• [ZIEL DER ÜBUNG]: Unter welcher Bedingung ist die Interaktion laut dem Textabschnitt über den Multimedia-Einsatz im Tele-Tandem spontaner?

II. Erste Erkenntnisse und didaktische Weiterentwicklung

5. Der Multimedia-Einsatz im Programm

Lerninhalte im Tele-Tandem

Die Grundschüler (und ihre Lehrer) eignen sich das Multimedia-Werkzeug völlig anders an als die Schüler (und Lehrer) der Sekundarstufe. Die Schüler der Sekundarstufe nutzen die elektronische Kommunikation (Chat, Videokonferenz, aber auch Formen der asynchronen Kommunikation) als direkten Zugang zum Partner, der ihnen neue Möglichkeiten des Austauschs und des Entdeckens der Sprache eröffnet („wir wollen Schimpfwörter wissen“). Hingegen beschränkt das Sprachniveau der Grundschüler ihre Möglichkeiten sich auszutauschen und ist für die meisten überhaupt die erste Erfahrung mit einer Kommunikation per Internet. Mit Sicherheit kann man jedoch davon ausgehen, dass diese Arbeit längerfristig beachtliche Auswirkungen haben wird.

Schüler mit Anfängerniveau:

- Spracherwerb via Internet und in der Interaktion mit einem Partner ist sehr schwierig. Wird ein virtuelles Treffen so konzipiert, dass die beiden Partner einen vorbereiteten und auswendig gelernten Text aufsagen, gibt es keinen wirklichen Austausch zwischen den Schülern.

- Übungen, die rezeptive Fertigkeiten und aktive Anwendung voneinander trennen, sind nicht geeignet, um die Schüler auf die Interaktion mit Muttersprachlern vorzubereiten. Zwei Typen von Übungen werden mit den Anfänger häufig gemacht: Hörverstehen + Aktion (verstehen + zeigen, zeichnen, machen Pantomime, wiederholen etc.) oder Aktion + Produktion (zeigen, zeichnen, machen, Pantomime etc. + Äußerung).

- Die Interaktion von 2 Partnern ist sehr schwierig: Aktivitäten, die es erfordern in einer Sprache zu bleiben, sind beinahe ausgeschlossen, selbst wenn es sich um eine künstliche Situation handelt (also z.B. um einen vorgegebenen Dialog). Außerdem muss sich der Schüler, noch bevor er die Aufgabe des Lehrers löst, seinem Partner vorstellen, was für sich genommen schon eine schwierige Aufgabe ist. Der Schüler fühlt sich allein, machtlos und isoliert – er sucht Unterstützung von außen.

- Hingegen können Kleingruppen, die an einem Computer gemeinsam arbeiten, gemeinsam Strategien entwickeln, um mit dem/den Partner/n zu kommunizieren.

- Man sollte genügend Zeit einplanen, damit eine solche Kleingruppe herausfinden kann, wie man sich gegenseitig unterstützt und welche Strategien geeignet sind, um mit dem Partner zu kommunizieren.

- Wenn in beiden Sprachen kommuniziert werden kann, ist die Interaktion spontaner. Der Schüler kann darauf vertrauen, auch dann verstanden zu werden, wenn er nicht die Fremdsprache benutzt.

• [DATENSATZ]:

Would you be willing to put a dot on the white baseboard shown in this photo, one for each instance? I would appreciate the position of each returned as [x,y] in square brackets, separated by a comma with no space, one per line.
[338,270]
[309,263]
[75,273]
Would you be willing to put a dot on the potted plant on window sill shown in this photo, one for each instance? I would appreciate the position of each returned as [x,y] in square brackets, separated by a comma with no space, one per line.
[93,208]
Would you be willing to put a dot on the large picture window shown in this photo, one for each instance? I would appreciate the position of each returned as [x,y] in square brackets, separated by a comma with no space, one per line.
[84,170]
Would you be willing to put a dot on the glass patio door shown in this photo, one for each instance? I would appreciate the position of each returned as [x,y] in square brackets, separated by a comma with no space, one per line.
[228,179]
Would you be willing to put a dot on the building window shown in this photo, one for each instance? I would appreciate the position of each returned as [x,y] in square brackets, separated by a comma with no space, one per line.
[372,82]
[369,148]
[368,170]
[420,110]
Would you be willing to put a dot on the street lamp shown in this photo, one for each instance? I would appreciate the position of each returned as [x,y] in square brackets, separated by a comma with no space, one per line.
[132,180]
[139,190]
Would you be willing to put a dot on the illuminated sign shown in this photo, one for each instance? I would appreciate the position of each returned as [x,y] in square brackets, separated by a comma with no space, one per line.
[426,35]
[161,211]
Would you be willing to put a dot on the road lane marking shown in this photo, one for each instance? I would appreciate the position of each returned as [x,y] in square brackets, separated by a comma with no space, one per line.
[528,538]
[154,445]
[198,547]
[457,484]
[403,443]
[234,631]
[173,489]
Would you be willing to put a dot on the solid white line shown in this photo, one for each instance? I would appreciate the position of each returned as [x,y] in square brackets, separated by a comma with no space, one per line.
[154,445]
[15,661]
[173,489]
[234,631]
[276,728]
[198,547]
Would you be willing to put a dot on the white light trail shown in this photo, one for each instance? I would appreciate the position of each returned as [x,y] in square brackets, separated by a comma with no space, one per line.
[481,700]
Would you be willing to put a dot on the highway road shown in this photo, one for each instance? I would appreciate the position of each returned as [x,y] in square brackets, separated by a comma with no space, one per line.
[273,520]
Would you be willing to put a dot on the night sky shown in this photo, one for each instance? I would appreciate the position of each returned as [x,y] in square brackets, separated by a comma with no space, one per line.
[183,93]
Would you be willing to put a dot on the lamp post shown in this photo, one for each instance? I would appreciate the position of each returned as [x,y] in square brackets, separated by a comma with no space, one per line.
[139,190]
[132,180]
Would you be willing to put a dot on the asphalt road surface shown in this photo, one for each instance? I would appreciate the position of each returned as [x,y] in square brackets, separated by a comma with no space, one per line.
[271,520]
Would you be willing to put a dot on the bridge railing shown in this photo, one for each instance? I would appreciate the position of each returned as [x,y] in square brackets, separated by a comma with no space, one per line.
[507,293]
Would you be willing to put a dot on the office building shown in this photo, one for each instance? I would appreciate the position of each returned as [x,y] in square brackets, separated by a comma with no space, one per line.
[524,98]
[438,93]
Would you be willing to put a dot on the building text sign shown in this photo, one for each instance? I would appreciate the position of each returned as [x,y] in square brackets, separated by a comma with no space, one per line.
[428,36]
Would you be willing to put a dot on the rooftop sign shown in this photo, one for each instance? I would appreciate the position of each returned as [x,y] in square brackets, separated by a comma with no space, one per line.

• [LÖSUNG]: Wenn in beiden Sprachen kommuniziert werden kann.